POLECENIE: Przedstaw w formie krótkiej listy akapit tekstu poniżej, który zaczyna się od słów „Nareszcie robi się ciepło”. Zachowaj jego główne informacje.

PREZENTOWANY TEKST:
Nareszcie robi się ciepło i czas zacząć działać na budowie. Chcę samemu zrobić instalację centralnego ogrzewania, kanalizacji sanitarnej, instalacji wody użytkowej oraz cyrkulację ciepłej wody.

Netbet, możesz napisać jakimi zasadami kierowałeś się podczas montażu każdej z tych instalacji?

Dziękuję i pozdrawiam

macek123
14-04-2013, 21:33
spoko net,
ale chodzi mi nie o rusztowanie, bo robie cos jak ty,
a OKLADZINE SCIAN na klatce ;)

o_c
14-04-2013, 22:17
Klej do styro w pianie + jakiś szybki montaż (nie jeden;) żeby nie było tego trzeba trzymać 10 minut, po 2h można na takiej płycie oprzeć rusztowanie.
... aha jakby spadło to na własną odpowiedzialność:cool:

Łosiu
19-04-2013, 07:31
Uff .. Własnie przebrnąłem prze komenty :) Medale za to powinni dawać :D 200 stron.. masakra...

Gratulacje za wybudowanie chaty bez milionów w kredycie, za świetny dziennik który NAPRAWDE pomaga innym w ich zmaganiach i dzieki za kupe smiechu przy czytaniu :)
Czytając to przy piwku pare razy się poczułem jakbyśmy raze je pili :D Swój chłop, szkoda że tak daleko.

netbet
19-04-2013, 17:30
Łosiu....

...że Ci sie chciało przelecieć wszystkie strony komentów - masz MEDAL:cool: .... ale....
na tym forum jest przynajmniej klika naście gitesowych dzienników samorobów.... poszukaj... ( nie podpowiem, bo kogoś pominę i dostane po łbie )

jam jest jedynie namiastką emocji które znajdziesz u innych....:cool:

pozdro
NETbet

p.s.

DANE:
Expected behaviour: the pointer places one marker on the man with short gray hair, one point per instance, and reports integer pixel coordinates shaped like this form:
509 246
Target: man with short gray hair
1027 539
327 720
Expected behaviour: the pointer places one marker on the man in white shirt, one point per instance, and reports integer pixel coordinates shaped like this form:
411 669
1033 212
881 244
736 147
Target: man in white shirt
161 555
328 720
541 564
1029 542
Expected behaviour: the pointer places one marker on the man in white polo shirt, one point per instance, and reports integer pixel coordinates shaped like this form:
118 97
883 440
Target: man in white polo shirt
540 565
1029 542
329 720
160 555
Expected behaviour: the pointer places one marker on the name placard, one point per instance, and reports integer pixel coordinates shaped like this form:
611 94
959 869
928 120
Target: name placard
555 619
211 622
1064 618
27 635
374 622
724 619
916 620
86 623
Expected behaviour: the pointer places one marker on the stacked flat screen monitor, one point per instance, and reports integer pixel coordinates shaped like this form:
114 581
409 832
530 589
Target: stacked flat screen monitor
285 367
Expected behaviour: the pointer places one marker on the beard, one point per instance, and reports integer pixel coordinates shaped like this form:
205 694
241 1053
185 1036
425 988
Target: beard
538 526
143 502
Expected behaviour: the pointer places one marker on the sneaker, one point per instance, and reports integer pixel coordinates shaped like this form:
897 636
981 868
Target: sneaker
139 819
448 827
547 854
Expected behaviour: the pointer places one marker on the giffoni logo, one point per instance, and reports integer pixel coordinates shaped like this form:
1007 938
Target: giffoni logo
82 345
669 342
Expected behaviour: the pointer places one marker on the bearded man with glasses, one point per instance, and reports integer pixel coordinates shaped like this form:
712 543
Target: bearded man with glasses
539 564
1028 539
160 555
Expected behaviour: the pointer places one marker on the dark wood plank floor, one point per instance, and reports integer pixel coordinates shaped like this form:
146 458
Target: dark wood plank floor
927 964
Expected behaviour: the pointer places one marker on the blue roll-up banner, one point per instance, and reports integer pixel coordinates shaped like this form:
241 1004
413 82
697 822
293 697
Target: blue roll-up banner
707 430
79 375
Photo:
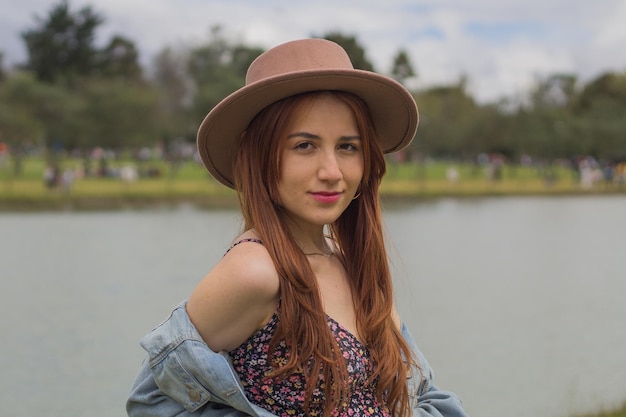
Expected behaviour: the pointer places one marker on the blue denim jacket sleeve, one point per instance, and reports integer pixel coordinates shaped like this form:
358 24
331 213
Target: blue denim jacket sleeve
428 400
182 377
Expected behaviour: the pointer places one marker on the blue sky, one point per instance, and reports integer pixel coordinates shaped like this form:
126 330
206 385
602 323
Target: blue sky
501 46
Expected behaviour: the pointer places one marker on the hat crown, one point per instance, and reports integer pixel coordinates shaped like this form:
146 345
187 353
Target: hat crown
298 56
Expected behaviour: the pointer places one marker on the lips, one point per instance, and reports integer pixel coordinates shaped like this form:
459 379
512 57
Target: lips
326 197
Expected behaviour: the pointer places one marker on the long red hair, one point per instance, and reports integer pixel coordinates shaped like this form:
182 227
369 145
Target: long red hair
359 236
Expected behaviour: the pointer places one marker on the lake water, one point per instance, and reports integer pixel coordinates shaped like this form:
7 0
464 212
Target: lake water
518 303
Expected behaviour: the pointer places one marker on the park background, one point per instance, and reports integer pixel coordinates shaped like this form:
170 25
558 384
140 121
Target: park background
87 125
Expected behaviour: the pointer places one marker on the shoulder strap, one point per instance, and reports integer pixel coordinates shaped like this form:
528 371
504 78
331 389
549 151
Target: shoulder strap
244 241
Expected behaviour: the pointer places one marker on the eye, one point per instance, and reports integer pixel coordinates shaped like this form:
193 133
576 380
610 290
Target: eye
349 146
303 146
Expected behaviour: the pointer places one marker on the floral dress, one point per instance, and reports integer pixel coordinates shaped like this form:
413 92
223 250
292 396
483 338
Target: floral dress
285 397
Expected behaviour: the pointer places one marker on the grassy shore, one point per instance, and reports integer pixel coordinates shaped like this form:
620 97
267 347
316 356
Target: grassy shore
189 183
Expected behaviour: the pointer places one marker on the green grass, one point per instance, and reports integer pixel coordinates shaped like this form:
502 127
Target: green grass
190 182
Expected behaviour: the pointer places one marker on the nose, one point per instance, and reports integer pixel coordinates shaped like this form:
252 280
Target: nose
329 169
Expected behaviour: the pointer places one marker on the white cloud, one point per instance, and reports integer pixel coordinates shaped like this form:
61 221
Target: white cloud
535 38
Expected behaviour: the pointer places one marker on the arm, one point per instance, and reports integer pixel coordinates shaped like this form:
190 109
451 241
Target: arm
429 400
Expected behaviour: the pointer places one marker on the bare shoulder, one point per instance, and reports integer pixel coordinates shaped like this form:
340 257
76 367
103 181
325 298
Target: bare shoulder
236 298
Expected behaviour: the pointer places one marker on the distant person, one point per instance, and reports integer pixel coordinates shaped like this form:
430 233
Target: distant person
298 317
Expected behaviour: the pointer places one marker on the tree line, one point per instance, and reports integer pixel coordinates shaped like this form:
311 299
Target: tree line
71 95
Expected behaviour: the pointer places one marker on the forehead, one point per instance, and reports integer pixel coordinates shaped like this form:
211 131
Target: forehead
323 110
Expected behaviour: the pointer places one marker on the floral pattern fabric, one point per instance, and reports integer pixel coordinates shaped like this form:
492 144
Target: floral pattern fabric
285 397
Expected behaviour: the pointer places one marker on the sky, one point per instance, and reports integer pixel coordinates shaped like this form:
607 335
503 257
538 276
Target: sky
502 47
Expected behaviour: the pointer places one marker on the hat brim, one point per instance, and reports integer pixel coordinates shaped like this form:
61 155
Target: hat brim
393 111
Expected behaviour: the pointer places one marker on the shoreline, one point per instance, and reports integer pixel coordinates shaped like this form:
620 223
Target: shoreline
60 201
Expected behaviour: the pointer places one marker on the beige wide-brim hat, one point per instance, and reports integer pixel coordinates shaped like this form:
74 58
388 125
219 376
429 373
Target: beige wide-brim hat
298 67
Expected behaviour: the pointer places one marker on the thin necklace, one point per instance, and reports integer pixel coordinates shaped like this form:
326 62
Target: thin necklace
327 255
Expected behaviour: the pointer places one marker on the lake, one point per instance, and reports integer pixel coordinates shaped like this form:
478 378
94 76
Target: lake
518 303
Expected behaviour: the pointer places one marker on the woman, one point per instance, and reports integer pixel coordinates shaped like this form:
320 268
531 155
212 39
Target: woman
300 308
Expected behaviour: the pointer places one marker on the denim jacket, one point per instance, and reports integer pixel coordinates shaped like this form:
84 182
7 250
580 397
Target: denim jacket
182 377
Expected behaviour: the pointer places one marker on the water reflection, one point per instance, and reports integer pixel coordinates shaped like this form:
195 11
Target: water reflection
517 303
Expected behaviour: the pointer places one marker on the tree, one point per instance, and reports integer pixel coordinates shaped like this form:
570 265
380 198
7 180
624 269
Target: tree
119 115
62 46
217 68
402 68
120 59
355 51
3 74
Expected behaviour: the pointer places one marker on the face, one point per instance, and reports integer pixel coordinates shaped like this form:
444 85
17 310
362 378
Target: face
321 163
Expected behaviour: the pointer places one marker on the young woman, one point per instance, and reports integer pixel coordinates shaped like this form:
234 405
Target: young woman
297 319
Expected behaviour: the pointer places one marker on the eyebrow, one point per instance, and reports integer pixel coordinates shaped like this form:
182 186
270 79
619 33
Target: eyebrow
308 135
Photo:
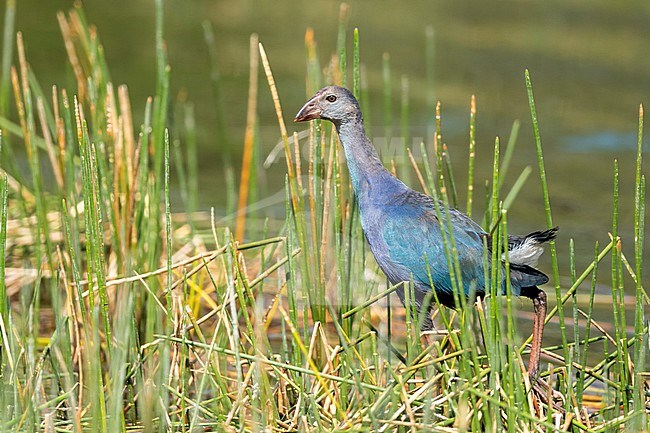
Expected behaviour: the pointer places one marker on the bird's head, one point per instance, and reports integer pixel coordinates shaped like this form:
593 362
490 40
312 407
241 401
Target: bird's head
332 103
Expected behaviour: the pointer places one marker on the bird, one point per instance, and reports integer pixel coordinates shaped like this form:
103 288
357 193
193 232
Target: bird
405 228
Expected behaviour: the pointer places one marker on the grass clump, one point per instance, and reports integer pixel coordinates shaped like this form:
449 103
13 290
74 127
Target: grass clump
119 315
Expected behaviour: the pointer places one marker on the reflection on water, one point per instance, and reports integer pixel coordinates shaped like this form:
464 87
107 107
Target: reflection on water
589 62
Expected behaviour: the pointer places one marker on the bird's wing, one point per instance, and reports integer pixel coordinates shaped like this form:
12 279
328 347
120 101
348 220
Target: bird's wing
414 239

ODPOWIEDŹ:
- Robi się ciepło, więc czas rozpocząć prace na budowie.
- Plan: samodzielne wykonanie instalacji:
  - centralnego ogrzewania,
  - kanalizacji sanitarnej,
  - wody użytkowej,
  - cyrkulacji ciepłej wody.